Object point labels:
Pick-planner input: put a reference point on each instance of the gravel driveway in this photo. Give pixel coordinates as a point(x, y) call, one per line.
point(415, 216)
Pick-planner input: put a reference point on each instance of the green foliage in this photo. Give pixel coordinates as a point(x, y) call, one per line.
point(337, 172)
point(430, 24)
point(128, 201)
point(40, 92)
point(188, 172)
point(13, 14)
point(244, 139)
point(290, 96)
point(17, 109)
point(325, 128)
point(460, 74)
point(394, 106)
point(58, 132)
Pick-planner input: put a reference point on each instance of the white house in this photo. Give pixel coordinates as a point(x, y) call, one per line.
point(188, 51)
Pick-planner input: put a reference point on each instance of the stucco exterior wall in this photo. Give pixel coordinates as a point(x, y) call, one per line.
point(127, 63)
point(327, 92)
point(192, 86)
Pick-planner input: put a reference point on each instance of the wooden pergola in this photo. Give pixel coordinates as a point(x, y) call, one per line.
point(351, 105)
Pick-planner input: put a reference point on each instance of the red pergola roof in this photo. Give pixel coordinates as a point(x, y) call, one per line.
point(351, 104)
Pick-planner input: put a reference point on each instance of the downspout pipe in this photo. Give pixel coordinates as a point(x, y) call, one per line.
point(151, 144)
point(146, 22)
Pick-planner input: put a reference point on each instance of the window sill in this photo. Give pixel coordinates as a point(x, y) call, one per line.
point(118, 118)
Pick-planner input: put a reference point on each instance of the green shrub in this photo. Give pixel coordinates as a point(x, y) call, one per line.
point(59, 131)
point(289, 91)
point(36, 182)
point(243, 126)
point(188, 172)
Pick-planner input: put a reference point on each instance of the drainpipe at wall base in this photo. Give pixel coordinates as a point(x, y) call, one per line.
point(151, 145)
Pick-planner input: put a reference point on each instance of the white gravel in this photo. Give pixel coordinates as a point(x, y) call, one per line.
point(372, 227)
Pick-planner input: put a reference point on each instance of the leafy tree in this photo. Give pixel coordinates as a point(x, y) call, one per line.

What to work on —
Copy the entire listing above, line for line, with no changes to any character.

Task answer —
Pick-planner input: put a reference point on each instance of the gravel driveway in this photo. Give pixel coordinates as a point(x, y) call, one per line.
point(415, 216)
Pick-planner input: put a reference point on each instance of the green foliage in this photo. Give pixel coordinates as a point(x, y) call, one per line.
point(337, 172)
point(430, 24)
point(128, 201)
point(40, 92)
point(188, 172)
point(13, 14)
point(244, 139)
point(290, 96)
point(17, 109)
point(325, 128)
point(460, 74)
point(394, 106)
point(58, 132)
Pick-planner input: put a reference point on each instance of the white house in this photo. Give pixel coordinates as a point(x, y) call, one per line.
point(188, 51)
Pick-planner input: put a reference point on each instance of the stucco exterior wall in this photo. Give pixel coordinates as a point(x, y) call, one per line.
point(127, 63)
point(327, 92)
point(192, 86)
Pick-planner input: put a reference point on each instance of the wooden pergola in this photo. Give pixel coordinates as a point(x, y) call, one per line.
point(351, 105)
Pick-planner input: put a reference point on each instance of the red pergola roof in this photo. Give pixel coordinates as a point(x, y) call, one per line.
point(351, 104)
Pick-planner input: put a reference point on each instance of the downspout pipe in this photo. Give pixel coordinates as a point(x, y) call, one per line.
point(151, 144)
point(146, 22)
Pick-planner input: put a reference point on each instance of the window sill in this photo. Give pixel coordinates as a point(x, y) call, one per line.
point(118, 118)
Pick-planner input: put a reference point on each instance of the green shrub in this photo. Give pixel coordinates as a point(x, y) call, one per line.
point(59, 131)
point(289, 91)
point(36, 182)
point(243, 126)
point(188, 172)
Pick-planner input: put a reference point on each instance of the drainpipe at wall base in this photo. Give pixel coordinates as a point(x, y) call, one per line.
point(151, 145)
Pick-planner input: put a reference point on each instance of the white gravel in this photo. Give pixel coordinates as a point(x, y) call, one per line.
point(372, 227)
Pick-planner input: put a reference point on each instance of the leafy tree in this photo. Give pixel coordinates as a point(x, y) call, one per line.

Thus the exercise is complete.